## start Text passage

NO TIME FOR SENTIMENT.
No doubt everyone has noticed how the apparently little things of life occupy us at most critical and important times. I remember when at a certain stage I was accomplishing an object to which I had worked industriously and whole-heartedly. I should have been filled with happiness and pride as I faced a large crowd of people. As a matter of fact I was miserable because my collar did not fit my shirt and kept bobbing up and down in a refractory way. The first time I saw Niagara Falls, whither I had gone to be overcome with the grandeur and beauty of the scene, I put in all my time trying to find a place to get a sandwich. It is said that when Gladstone was making his great fight for Irish home rule he was sitting on his bench in parliament, apparently wrapped in deep thought. His colleagues did not disturb him, for they supposed he was pondering the question which was agitating every mind. Finally he straightened himself up and said to himself, but so those near could hear: “After all, I will plant that rosebush in the front instead of at the side of the doorway.” The energetic man who is traveling amid picturesque and historical places puts in more time figuring out time-tables and wondering whether he will get dinner in a dining-car or at a lunch station, than he does in soulful meditation on the wonders of nature or the handiwork of man. And the general run of women, I am firmly convinced by circumstantial evidence, will approach the subject of a European trip or a church wedding, not with the thoughts of the lands to be visited or the responsibility to be assumed, but with minds full of the problem of whether four shirtwaists and a skirt will do better than two dresses. This peculiarity of humanity has often impressed me, so I was not surprised when I realized as I returned more or less triumphant from my battles with purser and steward that I missed most of the thrills and throbs that had been promised me by all the guidebooks and books of travel that I had read.

## end Text passage

▸ **Written problem a**:
Repeat the whole passage about small worries at big moments word for word, from its heading to its final sentence.

## start Records for the exercise

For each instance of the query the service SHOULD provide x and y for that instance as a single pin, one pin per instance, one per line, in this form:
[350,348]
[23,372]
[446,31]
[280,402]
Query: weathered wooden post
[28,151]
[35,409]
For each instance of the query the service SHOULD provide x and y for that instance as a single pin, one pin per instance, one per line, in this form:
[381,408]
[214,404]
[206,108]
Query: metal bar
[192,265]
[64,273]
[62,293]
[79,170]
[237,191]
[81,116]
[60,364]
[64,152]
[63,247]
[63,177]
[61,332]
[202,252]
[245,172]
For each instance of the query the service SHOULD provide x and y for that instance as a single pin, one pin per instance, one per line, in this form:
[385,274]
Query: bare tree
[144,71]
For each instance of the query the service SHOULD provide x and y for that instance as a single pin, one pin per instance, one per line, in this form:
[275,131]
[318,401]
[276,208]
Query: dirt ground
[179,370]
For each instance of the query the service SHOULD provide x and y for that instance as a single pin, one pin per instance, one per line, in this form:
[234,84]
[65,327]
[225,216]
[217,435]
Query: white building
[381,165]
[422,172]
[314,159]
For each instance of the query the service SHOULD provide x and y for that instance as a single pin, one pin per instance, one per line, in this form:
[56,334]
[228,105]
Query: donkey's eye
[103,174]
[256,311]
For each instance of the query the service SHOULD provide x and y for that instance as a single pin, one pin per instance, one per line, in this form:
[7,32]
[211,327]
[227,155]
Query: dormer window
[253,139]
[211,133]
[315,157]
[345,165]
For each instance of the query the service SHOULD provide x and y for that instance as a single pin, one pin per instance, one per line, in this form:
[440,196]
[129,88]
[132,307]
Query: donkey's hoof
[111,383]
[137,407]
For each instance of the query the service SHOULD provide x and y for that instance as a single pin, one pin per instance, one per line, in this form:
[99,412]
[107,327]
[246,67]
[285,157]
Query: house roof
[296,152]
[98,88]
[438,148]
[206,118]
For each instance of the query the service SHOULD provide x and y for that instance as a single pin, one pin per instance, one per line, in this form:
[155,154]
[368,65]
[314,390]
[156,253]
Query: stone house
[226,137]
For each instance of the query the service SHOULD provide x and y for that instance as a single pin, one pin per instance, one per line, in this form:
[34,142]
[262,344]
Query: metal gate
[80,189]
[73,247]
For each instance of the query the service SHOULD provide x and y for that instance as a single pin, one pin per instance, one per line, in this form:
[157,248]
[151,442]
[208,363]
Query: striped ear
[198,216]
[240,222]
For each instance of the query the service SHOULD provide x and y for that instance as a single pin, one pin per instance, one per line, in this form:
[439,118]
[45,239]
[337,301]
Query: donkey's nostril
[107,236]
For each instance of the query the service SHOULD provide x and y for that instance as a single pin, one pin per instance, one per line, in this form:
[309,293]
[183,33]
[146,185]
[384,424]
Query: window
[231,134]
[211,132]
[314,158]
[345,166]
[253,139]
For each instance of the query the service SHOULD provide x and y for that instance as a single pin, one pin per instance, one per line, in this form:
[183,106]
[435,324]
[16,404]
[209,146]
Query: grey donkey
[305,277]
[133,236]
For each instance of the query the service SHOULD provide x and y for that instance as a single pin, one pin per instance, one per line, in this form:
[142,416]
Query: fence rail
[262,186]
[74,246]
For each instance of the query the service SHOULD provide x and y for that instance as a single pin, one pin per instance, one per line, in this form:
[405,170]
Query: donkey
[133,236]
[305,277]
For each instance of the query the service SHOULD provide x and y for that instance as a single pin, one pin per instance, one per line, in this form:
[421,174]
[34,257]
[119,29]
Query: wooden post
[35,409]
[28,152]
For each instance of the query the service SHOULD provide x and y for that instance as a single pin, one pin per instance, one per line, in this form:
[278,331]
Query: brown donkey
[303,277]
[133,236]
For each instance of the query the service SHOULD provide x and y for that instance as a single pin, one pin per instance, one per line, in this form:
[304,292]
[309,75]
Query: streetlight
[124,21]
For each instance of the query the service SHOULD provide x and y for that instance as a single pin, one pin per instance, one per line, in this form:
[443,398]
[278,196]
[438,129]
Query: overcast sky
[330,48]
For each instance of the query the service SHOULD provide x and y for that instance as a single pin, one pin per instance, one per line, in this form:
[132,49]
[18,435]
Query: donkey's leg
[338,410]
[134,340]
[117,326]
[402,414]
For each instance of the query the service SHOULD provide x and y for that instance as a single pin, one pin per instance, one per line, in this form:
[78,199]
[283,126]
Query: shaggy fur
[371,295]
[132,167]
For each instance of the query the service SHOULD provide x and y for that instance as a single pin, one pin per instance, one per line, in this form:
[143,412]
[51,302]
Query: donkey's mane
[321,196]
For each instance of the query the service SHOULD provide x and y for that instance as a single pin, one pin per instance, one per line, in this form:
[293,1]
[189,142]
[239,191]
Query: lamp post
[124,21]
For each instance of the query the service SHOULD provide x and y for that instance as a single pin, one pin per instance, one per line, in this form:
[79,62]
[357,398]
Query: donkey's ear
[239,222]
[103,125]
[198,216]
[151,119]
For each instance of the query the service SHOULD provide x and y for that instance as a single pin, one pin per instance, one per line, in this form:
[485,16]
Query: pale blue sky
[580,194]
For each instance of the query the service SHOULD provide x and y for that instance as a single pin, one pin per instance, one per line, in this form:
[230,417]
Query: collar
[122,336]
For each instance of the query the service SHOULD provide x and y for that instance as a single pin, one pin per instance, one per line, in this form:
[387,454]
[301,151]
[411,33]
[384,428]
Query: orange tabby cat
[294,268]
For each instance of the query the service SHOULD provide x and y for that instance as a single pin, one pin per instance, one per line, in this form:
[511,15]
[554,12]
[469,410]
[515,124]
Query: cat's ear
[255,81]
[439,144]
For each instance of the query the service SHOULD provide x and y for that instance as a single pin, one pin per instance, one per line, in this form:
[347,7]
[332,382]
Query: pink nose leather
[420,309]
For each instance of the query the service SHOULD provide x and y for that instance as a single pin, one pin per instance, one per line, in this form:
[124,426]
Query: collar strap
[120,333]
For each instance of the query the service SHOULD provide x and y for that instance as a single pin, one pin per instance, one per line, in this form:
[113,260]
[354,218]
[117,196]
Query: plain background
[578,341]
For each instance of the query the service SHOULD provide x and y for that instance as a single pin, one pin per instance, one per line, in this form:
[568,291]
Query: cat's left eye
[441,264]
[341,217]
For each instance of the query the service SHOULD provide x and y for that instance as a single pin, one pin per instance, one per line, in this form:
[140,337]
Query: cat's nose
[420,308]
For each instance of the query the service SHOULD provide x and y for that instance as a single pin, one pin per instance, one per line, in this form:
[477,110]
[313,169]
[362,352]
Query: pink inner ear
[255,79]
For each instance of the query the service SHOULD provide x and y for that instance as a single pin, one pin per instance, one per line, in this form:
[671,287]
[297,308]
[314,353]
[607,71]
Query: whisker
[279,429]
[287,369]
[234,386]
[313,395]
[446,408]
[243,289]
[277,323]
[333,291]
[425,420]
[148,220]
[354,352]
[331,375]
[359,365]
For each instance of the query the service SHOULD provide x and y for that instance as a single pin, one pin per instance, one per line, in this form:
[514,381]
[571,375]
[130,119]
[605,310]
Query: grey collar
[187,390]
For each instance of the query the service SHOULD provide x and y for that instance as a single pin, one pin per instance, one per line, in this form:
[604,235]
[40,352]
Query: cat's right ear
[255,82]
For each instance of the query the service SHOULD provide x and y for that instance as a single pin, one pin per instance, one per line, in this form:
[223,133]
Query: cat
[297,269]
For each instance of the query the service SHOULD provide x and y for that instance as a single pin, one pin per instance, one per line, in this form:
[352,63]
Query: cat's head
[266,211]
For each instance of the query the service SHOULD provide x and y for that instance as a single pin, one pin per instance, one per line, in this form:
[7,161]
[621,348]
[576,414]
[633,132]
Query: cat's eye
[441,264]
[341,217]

## end Records for the exercise

▸ **Written problem b**:
Please find every line in the records above that contains the string "post" and copy each such line. Case counts.

▸ **Full answer a**:
NO TIME FOR SENTIMENT.
No doubt everyone has noticed how the apparently little things of life occupy us at most critical and important times. I remember when at a certain stage I was accomplishing an object to which I had worked industriously and whole-heartedly. I should have been filled with happiness and pride as I faced a large crowd of people. As a matter of fact I was miserable because my collar did not fit my shirt and kept bobbing up and down in a refractory way. The first time I saw Niagara Falls, whither I had gone to be overcome with the grandeur and beauty of the scene, I put in all my time trying to find a place to get a sandwich. It is said that when Gladstone was making his great fight for Irish home rule he was sitting on his bench in parliament, apparently wrapped in deep thought. His colleagues did not disturb him, for they supposed he was pondering the question which was agitating every mind. Finally he straightened himself up and said to himself, but so those near could hear: “After all, I will plant that rosebush in the front instead of at the side of the doorway.” The energetic man who is traveling amid picturesque and historical places puts in more time figuring out time-tables and wondering whether he will get dinner in a dining-car or at a lunch station, than he does in soulful meditation on the wonders of nature or the handiwork of man. And the general run of women, I am firmly convinced by circumstantial evidence, will approach the subject of a European trip or a church wedding, not with the thoughts of the lands to be visited or the responsibility to be assumed, but with minds full of the problem of whether four shirtwaists and a skirt will do better than two dresses. This peculiarity of humanity has often impressed me, so I was not surprised when I realized as I returned more or less triumphant from my battles with purser and steward that I missed most of the thrills and throbs that had been promised me by all the guidebooks and books of travel that I had read.

▸ **Full answer b**:
Query: weathered wooden post
Query: wooden post
Query: lamp post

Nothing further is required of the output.